> **Exercise requirements**
a) In the CLA validation text, what did assessment experts review?
b) Sum up the CLA validation text in two sentences.
c) Using the CLA validation text, explain in one or two sentences why a series of studies on teacher scoring was designed.

> **Text shown**
In all cases, however, there has been a concerted and sustained effort to validate the information obtained from the CLAs. Assessment experts reviewed the quality of the CLA tasks and the rubrics, as well as the alignment of the rubrics with the course learning objectives they were intended to assess. The results of these expert reviews are currently driving the refinement of the assessment tasks and rubrics.
Empirical analysis is another critical part of any validation effort. We have investigated, for instance, frequency distributions of CLA scores and the patterns of correlations between CLAs scores and other important metrics such as grades, teaching evaluations, and student retention, failure and withdrawal rates. Results have prompted further investigations and efforts to revise tasks or rubrics. We have also found, as a side benefit, that fluctuations in grades and CLAs scores may enable us to better predict which students are likely to fail or leave programs, and to intervene to help them.
Finally, since teacher scoring of CLAs is crucial, we have designed a series of studies of the reliability of that scoring. Discovering issues here can lead to improvements in scoring rubrics and how we train teachers. Another bonus will be that students get more consistent and valid feedback on their learning, which should improve their rate of learning (as extensive research has demonstrated).
Valid measures of learning are critical to Kaplan’s students and the whole enterprise, even though learning is not easy to measure well. Indeed, reliable learning data gives us a tool to make decisions about new approaches to learning, including multimedia, new hardware platforms and other online and offline techniques.
We expect in the near future to tackle validations of other critical metrics, determining in each case what the right levels and types of evidence are. We look forward to benefits (both expected and unexpected) as this work allows us to make better decisions to bring value to learners and our business.

[Stored items]
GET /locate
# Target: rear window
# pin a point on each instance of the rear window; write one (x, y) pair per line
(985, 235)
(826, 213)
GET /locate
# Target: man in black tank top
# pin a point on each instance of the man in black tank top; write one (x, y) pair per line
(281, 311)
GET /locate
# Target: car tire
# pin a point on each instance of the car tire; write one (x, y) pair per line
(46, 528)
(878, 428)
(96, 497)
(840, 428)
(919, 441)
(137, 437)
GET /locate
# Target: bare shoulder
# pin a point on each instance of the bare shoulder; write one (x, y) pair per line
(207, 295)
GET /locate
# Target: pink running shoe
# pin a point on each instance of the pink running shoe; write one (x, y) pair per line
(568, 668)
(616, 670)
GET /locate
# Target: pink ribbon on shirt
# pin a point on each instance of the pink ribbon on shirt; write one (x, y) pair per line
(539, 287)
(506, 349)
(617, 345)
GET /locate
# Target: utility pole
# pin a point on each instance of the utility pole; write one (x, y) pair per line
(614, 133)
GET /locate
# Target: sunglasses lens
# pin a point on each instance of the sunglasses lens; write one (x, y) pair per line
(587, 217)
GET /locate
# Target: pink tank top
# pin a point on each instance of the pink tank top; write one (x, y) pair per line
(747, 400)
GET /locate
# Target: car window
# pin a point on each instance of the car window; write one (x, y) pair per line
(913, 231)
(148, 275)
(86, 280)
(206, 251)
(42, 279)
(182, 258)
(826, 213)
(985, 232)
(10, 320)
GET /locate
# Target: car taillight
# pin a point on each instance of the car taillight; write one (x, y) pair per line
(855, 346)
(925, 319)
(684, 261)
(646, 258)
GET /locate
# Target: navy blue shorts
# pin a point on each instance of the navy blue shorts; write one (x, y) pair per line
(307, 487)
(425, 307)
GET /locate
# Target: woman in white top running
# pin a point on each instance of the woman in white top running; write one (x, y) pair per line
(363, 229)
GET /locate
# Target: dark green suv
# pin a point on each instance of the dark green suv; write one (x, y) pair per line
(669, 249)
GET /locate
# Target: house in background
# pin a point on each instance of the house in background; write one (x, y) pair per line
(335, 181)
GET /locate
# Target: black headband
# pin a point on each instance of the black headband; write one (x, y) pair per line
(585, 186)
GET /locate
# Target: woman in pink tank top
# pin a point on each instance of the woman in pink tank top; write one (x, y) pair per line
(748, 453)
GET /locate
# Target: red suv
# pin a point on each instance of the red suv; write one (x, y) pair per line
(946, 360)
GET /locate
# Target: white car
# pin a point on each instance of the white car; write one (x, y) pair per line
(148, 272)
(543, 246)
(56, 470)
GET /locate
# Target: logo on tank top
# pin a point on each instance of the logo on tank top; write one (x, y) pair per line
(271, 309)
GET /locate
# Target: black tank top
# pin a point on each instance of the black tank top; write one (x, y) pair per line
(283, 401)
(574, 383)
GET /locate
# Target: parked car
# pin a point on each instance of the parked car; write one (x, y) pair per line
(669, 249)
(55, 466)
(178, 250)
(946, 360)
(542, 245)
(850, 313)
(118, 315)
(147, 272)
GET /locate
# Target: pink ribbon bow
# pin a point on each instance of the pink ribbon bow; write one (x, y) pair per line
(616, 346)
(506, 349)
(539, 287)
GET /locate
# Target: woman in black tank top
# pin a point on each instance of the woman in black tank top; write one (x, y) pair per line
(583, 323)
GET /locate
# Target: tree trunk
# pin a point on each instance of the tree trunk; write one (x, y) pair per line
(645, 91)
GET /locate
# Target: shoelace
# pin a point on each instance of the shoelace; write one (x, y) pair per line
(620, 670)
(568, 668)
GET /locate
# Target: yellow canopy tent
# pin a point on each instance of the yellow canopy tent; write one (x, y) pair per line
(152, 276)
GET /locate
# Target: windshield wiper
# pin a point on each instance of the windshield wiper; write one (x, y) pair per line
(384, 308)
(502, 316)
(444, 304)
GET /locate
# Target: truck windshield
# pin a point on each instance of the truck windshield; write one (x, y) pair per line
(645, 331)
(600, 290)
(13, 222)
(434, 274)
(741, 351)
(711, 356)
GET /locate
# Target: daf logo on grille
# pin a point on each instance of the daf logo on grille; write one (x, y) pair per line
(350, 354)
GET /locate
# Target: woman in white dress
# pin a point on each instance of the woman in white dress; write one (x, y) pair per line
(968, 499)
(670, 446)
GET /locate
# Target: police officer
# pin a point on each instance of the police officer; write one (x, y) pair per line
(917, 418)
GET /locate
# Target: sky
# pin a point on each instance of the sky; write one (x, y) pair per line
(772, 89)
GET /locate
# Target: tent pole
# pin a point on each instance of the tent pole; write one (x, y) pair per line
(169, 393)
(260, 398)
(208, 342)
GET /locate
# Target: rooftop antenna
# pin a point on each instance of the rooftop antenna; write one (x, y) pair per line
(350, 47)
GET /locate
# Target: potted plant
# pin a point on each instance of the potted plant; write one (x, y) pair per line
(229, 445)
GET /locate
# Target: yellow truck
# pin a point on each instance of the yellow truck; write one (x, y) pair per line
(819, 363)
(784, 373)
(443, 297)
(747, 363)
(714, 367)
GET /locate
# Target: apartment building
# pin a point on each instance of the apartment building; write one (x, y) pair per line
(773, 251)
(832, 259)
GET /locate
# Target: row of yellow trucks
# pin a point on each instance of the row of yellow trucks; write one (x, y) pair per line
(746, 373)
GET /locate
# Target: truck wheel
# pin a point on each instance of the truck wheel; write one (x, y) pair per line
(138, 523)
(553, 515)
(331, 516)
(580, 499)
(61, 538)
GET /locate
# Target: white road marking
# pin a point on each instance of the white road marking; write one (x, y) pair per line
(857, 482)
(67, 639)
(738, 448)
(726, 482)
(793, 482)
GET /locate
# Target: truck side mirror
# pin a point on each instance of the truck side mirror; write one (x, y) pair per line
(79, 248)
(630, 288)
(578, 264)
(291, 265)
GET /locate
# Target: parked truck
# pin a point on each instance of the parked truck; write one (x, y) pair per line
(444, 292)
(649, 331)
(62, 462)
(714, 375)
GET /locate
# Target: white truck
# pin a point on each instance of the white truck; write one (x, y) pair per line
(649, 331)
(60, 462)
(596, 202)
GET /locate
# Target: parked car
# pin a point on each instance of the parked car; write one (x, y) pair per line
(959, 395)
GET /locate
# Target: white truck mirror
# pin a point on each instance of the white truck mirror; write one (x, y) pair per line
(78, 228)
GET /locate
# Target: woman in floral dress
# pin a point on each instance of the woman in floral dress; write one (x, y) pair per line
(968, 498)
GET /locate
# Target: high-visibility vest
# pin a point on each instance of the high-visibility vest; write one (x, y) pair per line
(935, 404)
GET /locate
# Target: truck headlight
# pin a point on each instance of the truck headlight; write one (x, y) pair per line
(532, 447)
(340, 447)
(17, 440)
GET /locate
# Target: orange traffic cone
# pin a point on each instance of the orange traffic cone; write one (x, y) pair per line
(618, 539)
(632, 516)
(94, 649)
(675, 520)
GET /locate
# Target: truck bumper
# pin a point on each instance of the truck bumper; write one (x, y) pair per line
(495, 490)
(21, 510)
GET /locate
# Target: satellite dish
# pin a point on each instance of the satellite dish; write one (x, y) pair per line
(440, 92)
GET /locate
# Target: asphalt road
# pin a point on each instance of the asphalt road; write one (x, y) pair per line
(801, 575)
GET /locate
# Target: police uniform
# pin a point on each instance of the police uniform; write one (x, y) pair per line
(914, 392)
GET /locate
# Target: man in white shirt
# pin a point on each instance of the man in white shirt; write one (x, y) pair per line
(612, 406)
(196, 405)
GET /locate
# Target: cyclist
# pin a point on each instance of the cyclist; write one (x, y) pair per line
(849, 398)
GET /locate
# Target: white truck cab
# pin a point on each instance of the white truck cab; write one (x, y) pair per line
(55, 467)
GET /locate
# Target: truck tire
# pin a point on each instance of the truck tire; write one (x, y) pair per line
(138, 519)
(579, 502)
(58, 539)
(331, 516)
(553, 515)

> **Solution list**
a) They reviewed the quality of the CLA tasks and rubrics, and how well the rubrics aligned with the course learning objectives they were meant to assess.

b) Efforts to validate CLA information include expert reviews of tasks and rubrics, analysis of how CLA scores relate to grades, teaching evaluations and student retention, and studies of how reliably teachers score CLAs. Valid learning measures are called critical to Kaplan's students and business, and validation of other key metrics is expected soon.

c) The studies were designed because teacher scoring of CLAs is crucial. Finding problems in that scoring can improve the rubrics and the way teachers are trained.